-- begin Excerpt to read --

If You Are White and You're Sure You're Not a Racist Please Answer This

Have you ever engaged in any of the behavior above and if so do you consider yourself a racist?

  • No I've never engaged in any of the behavior above therefore I am not a racist

    Votes: 7 70.0%
  • No I've never engaged in any of the behavior above, just jokes, but I'm not a racist

    Votes: 0 0.0%
  • Yes I've engaged in some of the behaviors above but I'm not a racist

    Votes: 0 0.0%
  • Yes I've engagd in some or all of the behaviors above and I am a racist

    Votes: 3 30.0%

  • Total voters
    10
My white privilege... I am not seeing it.

My first job I was 11 years old. I took over my older brothers paper route. I did this route for about 3 years. My parents made me save all but $1.00 per week I got to spend. I bought my first bicycle with this money.
By 13 I also mowed two lawns in the summer, and shoveled their snow in the winter.
At 15, there was a auto body garage down the street. After bugging the owner several times if he needed any help, he finally hired me to do clean up work after school. I did a good job, he also had some rental properties he owned so I started helping him doing some painting/minor repairs etc.
At 17 I started working at Captain D's restaurant after school my senior year to save money.
I was born in a trailer court.
When I was 4 my father got on at a GM plant. This changed a lot for us, we moved into a house but it was still only 2 bedrooms. We lived there until I was in the 3rd grade. I slept in the same bedroom with two brothers.

-- end Excerpt to read --
-- begin Dataset excerpts --

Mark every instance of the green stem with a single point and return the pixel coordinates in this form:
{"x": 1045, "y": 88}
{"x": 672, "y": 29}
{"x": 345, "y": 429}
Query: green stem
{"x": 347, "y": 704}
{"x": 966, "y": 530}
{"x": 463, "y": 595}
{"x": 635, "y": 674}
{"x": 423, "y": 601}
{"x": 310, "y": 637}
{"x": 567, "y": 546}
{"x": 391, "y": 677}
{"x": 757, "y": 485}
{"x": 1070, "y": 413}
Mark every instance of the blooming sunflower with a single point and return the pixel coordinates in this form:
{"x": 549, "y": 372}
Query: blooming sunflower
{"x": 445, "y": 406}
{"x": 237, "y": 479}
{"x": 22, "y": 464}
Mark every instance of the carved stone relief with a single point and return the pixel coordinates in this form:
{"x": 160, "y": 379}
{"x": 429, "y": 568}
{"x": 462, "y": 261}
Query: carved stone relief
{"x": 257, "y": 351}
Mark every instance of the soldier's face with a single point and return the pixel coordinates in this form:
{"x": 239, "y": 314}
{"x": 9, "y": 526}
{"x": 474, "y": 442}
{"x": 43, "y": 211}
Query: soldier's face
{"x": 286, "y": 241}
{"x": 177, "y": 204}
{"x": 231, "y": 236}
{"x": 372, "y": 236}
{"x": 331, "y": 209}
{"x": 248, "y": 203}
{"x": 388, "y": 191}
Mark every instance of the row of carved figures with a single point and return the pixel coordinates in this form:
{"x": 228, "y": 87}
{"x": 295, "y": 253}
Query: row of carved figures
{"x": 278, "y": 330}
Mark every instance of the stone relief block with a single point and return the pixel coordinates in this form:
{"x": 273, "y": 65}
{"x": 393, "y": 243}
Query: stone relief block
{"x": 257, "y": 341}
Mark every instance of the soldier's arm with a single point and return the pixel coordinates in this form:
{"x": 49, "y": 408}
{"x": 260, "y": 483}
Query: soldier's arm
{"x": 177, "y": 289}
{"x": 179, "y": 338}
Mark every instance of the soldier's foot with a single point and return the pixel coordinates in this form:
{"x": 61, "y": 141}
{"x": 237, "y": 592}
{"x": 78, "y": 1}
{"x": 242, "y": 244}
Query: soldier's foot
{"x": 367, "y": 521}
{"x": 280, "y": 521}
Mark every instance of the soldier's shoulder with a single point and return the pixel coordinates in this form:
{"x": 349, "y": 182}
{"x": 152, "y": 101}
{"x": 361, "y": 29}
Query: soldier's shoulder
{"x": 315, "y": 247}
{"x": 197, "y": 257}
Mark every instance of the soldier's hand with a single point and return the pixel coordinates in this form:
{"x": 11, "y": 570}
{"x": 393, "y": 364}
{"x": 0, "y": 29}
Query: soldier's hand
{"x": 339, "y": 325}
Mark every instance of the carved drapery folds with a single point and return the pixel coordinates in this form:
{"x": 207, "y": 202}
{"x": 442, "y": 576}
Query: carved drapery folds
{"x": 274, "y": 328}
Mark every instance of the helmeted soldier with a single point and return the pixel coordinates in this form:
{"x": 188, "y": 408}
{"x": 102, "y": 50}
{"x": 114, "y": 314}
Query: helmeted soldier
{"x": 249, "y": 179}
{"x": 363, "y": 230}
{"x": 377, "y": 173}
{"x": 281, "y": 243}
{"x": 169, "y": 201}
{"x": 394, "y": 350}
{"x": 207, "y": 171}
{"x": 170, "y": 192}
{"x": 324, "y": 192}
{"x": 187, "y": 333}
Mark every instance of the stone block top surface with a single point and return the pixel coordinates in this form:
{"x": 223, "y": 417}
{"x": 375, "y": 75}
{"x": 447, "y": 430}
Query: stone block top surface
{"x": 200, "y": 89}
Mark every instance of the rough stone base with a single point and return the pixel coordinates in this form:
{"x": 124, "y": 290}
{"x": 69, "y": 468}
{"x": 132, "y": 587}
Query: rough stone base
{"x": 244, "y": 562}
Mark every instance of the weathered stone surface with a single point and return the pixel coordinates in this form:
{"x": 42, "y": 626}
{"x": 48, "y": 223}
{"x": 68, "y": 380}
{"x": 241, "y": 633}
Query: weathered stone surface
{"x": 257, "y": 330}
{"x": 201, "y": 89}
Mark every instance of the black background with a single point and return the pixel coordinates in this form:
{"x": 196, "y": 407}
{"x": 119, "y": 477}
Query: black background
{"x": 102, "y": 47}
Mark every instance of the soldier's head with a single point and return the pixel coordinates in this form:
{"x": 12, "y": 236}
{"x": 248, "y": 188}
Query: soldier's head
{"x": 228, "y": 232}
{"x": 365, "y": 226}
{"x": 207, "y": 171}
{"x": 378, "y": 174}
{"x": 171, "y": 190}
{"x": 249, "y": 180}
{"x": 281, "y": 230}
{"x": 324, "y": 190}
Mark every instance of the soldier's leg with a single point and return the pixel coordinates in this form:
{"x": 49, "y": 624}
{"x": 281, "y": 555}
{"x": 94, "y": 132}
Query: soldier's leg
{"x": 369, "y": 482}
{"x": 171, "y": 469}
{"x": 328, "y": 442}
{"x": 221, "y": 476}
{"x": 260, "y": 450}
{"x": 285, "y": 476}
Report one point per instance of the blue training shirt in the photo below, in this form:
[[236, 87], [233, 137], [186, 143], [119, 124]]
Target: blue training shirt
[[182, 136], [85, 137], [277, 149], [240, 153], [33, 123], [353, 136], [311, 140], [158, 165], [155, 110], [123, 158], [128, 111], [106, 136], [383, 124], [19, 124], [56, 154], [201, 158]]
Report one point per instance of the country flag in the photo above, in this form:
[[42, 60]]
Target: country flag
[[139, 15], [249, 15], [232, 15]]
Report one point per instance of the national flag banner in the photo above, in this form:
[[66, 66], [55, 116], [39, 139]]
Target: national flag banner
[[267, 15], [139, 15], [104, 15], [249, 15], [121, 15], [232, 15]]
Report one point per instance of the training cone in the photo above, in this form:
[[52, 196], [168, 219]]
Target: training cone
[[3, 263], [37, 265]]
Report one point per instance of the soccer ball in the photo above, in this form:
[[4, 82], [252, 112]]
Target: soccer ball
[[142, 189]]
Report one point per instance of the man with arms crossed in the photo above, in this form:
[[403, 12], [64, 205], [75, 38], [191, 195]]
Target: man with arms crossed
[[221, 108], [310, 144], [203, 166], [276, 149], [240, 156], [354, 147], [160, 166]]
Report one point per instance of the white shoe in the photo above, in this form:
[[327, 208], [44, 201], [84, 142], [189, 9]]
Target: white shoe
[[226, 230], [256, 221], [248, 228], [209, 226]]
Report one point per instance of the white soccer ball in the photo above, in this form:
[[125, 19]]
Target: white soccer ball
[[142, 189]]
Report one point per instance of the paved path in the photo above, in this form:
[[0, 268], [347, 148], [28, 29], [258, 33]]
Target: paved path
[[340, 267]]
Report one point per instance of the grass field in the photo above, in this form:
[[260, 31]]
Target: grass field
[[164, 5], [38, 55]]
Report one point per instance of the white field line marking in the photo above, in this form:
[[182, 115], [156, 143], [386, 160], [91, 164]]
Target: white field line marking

-- end Dataset excerpts --

▸ Actions to take:
a - In the post on white privilege, swap "trailer court" for "mobile home park" and give the part that opens with the words containing "I was born in" and closes with "with two brothers." again.
b - Extend the post on white privilege by writing what follows its final sentence.
The material comes from a separate source, unrelated to the post on white privilege.

▸ Response list:
a -
I was born in a mobile home park.
When I was 4 my father got on at a GM plant. This changed a lot for us, we moved into a house but it was still only 2 bedrooms. We lived there until I was in the 3rd grade. I slept in the same bedroom with two brothers.

b -
We then moved to a 3 bedroom house...which was awesome.

I am now 55 years old. The longest period I have been unemployed was 6 weeks since I was 11 years old. I have worked for every single thing I have.
Good post.
I was 6th of 12 children my parents had together. We grew up poor. All five girls shared a bedroom with two beds. The boys shared one bedroom with two beds. Some slept on the couch. Nobody gave us shit. I dropped out of school in the tenth grade. I worked shoveling snow, picking and selling catnip, cleaning motels, dry cleaners,. I got my GED at 21. Since then I received a certificate for computer and job skills and Associates degree in drafting and design. I worked a forklift in a warehouse, did seismograph work, cleaning service, bookkeeping, operational manager. I am now semi retired at 64. I work part time with my husband, who is a civil engineer. I do CAD drafting and help small communities obtain park and recreational grants. Anyone who thinks I benefitted from AA can kiss my lily white ass.
 
Many years ago, the argument was made that the Scholastic Aptitude Test ("SAT") was "Culturally biased." That is, the questions were presented in such a way that only "white" people got them. Black people were at a cultural disadvantage, and that's why their scores generally sucked.

The people who wrote the tests at ETS (all Leftist academics) were horrified, and did a complete "scrub" of every single test they publish, but could find only a few questions anywhere that could even arguably be considered "biased." When pressed, the accusers couldn't come up with a single example of a question on any test that placed any Black person at a disadvantage, so the "culturally biased" Narrative was put to bed for a while. The reason why Blacks do so much worse, on average, than everyone else was that they were, on average, academically inferior.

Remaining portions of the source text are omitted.